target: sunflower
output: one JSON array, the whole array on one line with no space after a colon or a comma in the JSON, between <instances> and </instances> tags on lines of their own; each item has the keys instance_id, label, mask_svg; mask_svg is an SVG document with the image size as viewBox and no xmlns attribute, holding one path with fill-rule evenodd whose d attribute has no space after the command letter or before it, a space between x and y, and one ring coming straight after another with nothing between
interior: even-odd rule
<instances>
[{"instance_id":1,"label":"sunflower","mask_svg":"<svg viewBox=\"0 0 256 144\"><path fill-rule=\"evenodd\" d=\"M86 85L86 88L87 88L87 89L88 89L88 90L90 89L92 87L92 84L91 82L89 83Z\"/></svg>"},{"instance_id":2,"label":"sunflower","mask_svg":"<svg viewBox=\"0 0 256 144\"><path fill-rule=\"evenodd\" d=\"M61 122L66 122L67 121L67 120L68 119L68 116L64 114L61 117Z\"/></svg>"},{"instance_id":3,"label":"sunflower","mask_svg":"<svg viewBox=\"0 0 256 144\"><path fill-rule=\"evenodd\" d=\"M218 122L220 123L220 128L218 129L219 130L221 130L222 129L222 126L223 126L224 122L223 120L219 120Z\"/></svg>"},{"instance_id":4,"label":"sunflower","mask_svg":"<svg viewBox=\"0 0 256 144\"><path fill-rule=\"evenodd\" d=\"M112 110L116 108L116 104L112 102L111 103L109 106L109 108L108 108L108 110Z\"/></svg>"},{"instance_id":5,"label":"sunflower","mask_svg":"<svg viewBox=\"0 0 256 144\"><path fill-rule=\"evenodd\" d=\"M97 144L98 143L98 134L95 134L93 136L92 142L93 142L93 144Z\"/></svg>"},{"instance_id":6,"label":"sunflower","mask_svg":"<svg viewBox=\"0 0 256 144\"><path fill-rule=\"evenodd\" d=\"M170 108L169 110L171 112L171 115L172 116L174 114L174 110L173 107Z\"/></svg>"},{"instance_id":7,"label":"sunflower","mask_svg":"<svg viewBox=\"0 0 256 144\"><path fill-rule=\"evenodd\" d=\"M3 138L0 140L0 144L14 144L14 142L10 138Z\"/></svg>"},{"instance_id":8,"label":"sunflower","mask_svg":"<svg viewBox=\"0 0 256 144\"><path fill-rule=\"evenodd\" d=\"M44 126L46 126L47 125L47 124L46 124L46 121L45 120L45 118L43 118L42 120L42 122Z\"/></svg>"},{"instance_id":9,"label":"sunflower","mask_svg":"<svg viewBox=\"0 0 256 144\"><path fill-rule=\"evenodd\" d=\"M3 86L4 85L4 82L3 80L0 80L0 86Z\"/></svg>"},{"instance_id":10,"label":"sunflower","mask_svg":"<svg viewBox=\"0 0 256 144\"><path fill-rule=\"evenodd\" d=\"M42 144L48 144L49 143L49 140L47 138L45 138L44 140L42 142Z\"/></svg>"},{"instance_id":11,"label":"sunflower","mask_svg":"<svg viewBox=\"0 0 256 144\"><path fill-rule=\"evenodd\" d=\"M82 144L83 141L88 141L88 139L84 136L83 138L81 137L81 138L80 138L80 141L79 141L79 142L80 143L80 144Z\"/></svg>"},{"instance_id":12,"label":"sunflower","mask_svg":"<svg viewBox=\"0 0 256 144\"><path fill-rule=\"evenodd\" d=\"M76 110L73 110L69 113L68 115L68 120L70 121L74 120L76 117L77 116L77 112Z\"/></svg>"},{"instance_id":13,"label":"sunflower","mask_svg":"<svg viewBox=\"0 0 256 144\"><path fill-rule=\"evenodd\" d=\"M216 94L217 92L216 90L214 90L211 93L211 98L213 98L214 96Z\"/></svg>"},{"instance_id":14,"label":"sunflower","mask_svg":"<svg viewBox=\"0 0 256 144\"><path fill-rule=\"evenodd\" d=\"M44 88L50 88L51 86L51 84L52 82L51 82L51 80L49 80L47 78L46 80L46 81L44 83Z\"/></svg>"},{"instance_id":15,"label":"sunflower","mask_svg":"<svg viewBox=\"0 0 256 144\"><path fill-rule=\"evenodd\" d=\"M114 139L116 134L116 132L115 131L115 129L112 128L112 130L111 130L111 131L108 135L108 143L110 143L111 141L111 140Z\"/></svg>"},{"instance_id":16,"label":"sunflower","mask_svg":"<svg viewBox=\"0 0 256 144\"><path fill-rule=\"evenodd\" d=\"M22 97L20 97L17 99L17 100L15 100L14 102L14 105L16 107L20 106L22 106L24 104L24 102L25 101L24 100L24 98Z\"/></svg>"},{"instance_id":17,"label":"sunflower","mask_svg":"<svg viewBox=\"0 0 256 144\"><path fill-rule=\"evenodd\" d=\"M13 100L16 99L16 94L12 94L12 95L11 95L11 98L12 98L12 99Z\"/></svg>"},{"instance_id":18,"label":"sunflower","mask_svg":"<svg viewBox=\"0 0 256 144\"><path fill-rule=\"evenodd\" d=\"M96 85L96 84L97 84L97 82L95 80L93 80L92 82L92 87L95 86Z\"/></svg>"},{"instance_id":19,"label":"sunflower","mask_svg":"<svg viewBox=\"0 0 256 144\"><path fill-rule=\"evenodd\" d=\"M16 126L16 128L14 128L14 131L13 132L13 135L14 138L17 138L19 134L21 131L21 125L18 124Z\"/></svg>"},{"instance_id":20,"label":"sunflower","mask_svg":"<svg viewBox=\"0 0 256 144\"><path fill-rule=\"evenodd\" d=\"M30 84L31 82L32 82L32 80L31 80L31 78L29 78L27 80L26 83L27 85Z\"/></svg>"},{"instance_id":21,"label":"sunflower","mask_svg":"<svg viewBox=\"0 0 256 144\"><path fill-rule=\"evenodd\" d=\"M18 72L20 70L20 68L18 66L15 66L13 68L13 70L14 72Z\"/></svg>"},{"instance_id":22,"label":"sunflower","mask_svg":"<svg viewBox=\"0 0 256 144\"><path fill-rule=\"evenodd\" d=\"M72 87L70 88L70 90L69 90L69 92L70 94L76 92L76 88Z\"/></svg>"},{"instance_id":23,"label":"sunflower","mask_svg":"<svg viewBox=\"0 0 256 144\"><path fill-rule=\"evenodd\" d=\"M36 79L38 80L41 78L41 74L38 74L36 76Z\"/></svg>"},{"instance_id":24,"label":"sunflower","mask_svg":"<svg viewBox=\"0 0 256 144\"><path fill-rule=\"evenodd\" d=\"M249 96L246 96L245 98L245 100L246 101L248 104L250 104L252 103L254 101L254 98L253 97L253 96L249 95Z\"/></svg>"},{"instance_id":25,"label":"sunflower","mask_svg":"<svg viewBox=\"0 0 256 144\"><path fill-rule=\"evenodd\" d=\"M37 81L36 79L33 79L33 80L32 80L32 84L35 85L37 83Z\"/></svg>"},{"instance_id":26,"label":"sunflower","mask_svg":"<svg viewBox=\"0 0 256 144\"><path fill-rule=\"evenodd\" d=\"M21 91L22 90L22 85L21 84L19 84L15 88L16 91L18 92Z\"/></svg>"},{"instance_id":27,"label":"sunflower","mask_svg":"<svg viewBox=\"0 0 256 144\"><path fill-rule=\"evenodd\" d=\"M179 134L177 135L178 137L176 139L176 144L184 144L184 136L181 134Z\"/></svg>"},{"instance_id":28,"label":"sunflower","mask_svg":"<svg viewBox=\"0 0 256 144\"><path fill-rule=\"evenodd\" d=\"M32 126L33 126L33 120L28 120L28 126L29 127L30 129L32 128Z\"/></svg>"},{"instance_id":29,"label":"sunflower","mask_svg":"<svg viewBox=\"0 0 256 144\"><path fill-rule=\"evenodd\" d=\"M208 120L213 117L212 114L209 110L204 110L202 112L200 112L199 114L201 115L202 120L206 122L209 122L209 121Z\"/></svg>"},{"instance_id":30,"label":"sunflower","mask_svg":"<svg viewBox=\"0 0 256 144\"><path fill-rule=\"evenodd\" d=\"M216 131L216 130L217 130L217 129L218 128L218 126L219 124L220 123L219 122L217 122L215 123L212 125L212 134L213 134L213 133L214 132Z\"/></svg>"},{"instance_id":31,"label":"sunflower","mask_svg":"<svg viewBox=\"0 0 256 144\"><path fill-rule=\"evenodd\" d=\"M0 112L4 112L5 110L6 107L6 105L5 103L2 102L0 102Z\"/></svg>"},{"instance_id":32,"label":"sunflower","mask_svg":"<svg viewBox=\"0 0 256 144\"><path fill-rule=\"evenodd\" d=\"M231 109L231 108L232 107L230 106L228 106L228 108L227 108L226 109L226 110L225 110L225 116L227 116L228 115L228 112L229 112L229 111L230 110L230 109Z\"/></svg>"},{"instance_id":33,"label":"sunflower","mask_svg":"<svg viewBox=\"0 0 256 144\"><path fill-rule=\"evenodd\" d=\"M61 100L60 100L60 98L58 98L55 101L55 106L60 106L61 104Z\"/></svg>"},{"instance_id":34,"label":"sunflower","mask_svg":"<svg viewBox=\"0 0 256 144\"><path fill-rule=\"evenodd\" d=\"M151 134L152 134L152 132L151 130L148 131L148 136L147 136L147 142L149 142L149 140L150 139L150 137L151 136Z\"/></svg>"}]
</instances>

----

How many lines in the listing contain the string "instances"? Reply with the number alone.

— REPLY TO THE EXERCISE —
3